**Problem requirements:**
Quote word for word the stretch of the interview with Cecilia Todeschini below, from "He has been" through "1995 or ‘96.".

**Passage to read:**
++++++++++++++++++++
Patricia Arrigoni
AN INTERVIEW WITH CECILIA TODESCHINI OF ROME, ITALY
by Patricia Arrigoni
Cecilia Todeschini, an Italian journalist, became involved
in the question of art looting through a television documentary
about Peter Watson’s research into the subject, when
she was asked to do some research. Later, after she met Watson,
she began to work with him and co-authored The Medici Conspiracy.
We talked first about Giacomo Medici, an Italian already
convicted in 2004 for smuggling and selling ancient antiquities.
He has been sentenced to ten years in prison plus given a
ten million euro fine, but is still waiting for his court
appeal to be resolved. Mr. Medici declares himself innocent
on all charges.
I asked if he had spent any time in prison.
“He served, I believe, six days in 1995 or ‘96.
There are some legal problems over a law passed by the former
Berlusconi government which shortens the statute of limitations
and has been challenged as being unconstitutional if applied
unequally. He can’t leave the country though.”
We then discussed the trial going on in Rome of
Marion True, former curator of antiquities of the J. Paul
Getty Museum in Malibu, CA. plus another American who lives
in Europe, Robert Hecht, Jr. for conspiracy to traffic in
illegal antiquities. In November 2006, the government of Greece
added their charges against True of knowingly buying a stolen
ancient artifact, a golden wreath, which sold to the Getty
for 1.15 million dollars in 1993.
“The situation involves me personally because anybody
who cares about history, and culture, and the knowledge that
our past can give us, finds it unacceptable that curators
of great museums have bought objects they could not have not
known were looted. They should be the ones to protect archeology.
For decades they were the buyers who could pay millions of
dollars and by doing so encouraged looters to destroy tomb
after tomb. I find this very difficult to forgive, even more
than the tomb robbers. I hold them less responsible than a
great collector or archeologist who considers himself a protector
of art.
“I have seen dozens of looted tombs in Puglia (Apulia
in ancient times), and it makes your hair stand on end!”
Todeschini continues. “There is total destruction. There
are tooth marks of mechanical diggers in the structures. These
structures could have told us so much if they had not been
brutally emptied of sizable artifacts. Only broken vases are
sometimes found…
“Archeologists know this. How could they have allowed
it to happen? she asks.
“The Boston Museum of Fine Arts returned 13 objects
to Italy, amongst which three Apulian vases and six magnificent
Attic vases. There was also a statue of Vibia Sabina, Emperor
Hadrian’s wife over two meters high. I was there when
the artifacts were shown to the press in Rome on September
28, 2006. Malcolm Rogers, Director of the Boston Museum of
Fine Arts, who returned them said, “This is the beginning
of a new era.” (He meant that looted art would no longer
be bought and stolen artifacts would be returned to their
origin.) I thanked him as an Italian. “That era is finished,”
he added. Now the Boston Museum has signed an agreement for
loans of archeological artifacts from Italy to be shown in
their museum. The Italian Minister of Culture went to Boston
and brought objects for a long term loan.”
++++++++++++++++++++
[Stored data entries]
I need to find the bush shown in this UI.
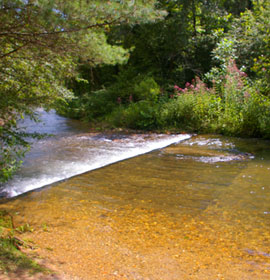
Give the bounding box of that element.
[107,100,159,130]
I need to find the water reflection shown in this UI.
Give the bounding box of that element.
[3,136,270,280]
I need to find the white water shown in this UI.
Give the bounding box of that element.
[2,111,190,197]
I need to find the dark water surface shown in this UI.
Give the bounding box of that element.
[1,110,270,280]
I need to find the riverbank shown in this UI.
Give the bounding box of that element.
[2,136,270,280]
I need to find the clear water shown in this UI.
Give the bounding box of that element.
[0,110,270,280]
[1,110,190,197]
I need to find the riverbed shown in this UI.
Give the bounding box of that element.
[0,110,270,280]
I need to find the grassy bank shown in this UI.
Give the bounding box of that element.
[0,210,50,279]
[62,60,270,139]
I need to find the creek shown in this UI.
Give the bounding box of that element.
[0,112,270,280]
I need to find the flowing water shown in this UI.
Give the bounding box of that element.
[0,110,270,280]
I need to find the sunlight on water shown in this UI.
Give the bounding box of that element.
[2,135,270,280]
[1,110,190,197]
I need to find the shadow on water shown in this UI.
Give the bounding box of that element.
[0,110,270,280]
[2,133,270,280]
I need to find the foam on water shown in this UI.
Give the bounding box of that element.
[1,112,190,197]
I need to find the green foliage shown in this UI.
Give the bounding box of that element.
[0,210,50,278]
[107,100,159,130]
[0,0,165,181]
[134,77,160,101]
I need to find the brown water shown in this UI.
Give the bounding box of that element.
[0,136,270,280]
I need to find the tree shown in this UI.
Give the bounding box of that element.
[0,0,165,181]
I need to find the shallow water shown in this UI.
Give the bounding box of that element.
[0,109,190,197]
[1,131,270,280]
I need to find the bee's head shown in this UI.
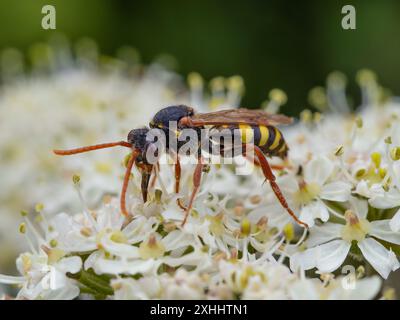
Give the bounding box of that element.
[150,105,194,130]
[128,127,159,165]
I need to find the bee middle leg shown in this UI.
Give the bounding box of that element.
[245,145,308,229]
[181,157,205,227]
[175,155,187,211]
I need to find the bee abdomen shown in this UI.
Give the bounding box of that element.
[252,125,288,158]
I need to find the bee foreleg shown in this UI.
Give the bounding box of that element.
[250,145,308,228]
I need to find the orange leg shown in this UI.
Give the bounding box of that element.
[252,145,308,228]
[120,150,140,217]
[150,162,160,189]
[53,141,132,156]
[181,158,204,227]
[243,152,290,170]
[175,155,187,211]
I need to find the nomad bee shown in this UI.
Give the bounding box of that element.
[54,105,308,228]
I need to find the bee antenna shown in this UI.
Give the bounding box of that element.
[53,141,132,156]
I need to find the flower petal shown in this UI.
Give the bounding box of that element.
[304,156,334,186]
[320,181,351,202]
[369,219,400,245]
[290,240,350,272]
[389,209,400,232]
[299,200,329,227]
[316,240,351,272]
[358,238,400,279]
[349,197,368,219]
[306,222,343,247]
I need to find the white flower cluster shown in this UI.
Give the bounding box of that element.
[0,38,400,299]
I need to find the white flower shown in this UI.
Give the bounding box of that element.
[0,249,82,300]
[290,199,400,279]
[264,156,351,227]
[289,276,382,300]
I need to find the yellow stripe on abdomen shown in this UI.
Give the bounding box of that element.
[239,124,254,143]
[258,126,269,147]
[269,128,282,150]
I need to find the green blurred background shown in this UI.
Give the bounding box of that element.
[0,0,400,114]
++++++++++++++++++++
**Task result:**
He has been sentenced to ten years in prison plus given a
ten million euro fine, but is still waiting for his court
appeal to be resolved. Mr. Medici declares himself innocent
on all charges.
I asked if he had spent any time in prison.
“He served, I believe, six days in 1995 or ‘96.